* **WHAT THIS TASK INVOLVES**
Reproduce verbatim the lines of the items between the line holding "Reviewer note: confirm each instance of the white" and the line holding "pixel 231 256", inclusive, and nothing outside that span.

---*---

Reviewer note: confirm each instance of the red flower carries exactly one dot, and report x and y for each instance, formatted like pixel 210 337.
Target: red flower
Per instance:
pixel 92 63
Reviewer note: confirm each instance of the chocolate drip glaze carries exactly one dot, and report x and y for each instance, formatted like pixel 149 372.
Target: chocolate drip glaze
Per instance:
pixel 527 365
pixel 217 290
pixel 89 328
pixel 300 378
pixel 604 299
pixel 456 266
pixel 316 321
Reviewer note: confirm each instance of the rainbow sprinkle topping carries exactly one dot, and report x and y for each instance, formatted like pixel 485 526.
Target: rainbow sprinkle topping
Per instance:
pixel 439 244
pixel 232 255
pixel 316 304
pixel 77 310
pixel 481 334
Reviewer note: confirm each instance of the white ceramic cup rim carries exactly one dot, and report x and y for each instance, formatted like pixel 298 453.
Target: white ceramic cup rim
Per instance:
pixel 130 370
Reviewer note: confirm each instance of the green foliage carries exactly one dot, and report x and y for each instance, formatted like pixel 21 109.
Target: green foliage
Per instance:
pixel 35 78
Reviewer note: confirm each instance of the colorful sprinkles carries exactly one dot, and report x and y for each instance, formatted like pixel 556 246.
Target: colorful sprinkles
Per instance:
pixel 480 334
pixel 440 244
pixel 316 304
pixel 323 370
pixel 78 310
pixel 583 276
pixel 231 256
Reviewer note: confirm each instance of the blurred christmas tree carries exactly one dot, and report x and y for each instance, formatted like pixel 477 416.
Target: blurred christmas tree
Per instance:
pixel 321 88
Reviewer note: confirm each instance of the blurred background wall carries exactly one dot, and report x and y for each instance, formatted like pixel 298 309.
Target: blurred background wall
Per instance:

---*---

* **REPLY**
Reviewer note: confirm each instance of the white ceramic cup rim carries exactly one dot, and report x and y for each instance, formatted like pixel 298 453.
Target: white ceramic cup rim
Per instance:
pixel 130 370
Reviewer note: confirm each instance of the green foliage carries exactly one dot, and report x and y for each instance, formatted like pixel 21 109.
Target: green foliage
Per instance:
pixel 35 78
Reviewer note: confirm each instance of the colorful sprinkles carries exactly one dot, and report x and y for each instance, formatted like pixel 556 246.
Target: colorful sprinkles
Per instance:
pixel 480 334
pixel 440 244
pixel 316 304
pixel 323 370
pixel 78 310
pixel 583 276
pixel 231 256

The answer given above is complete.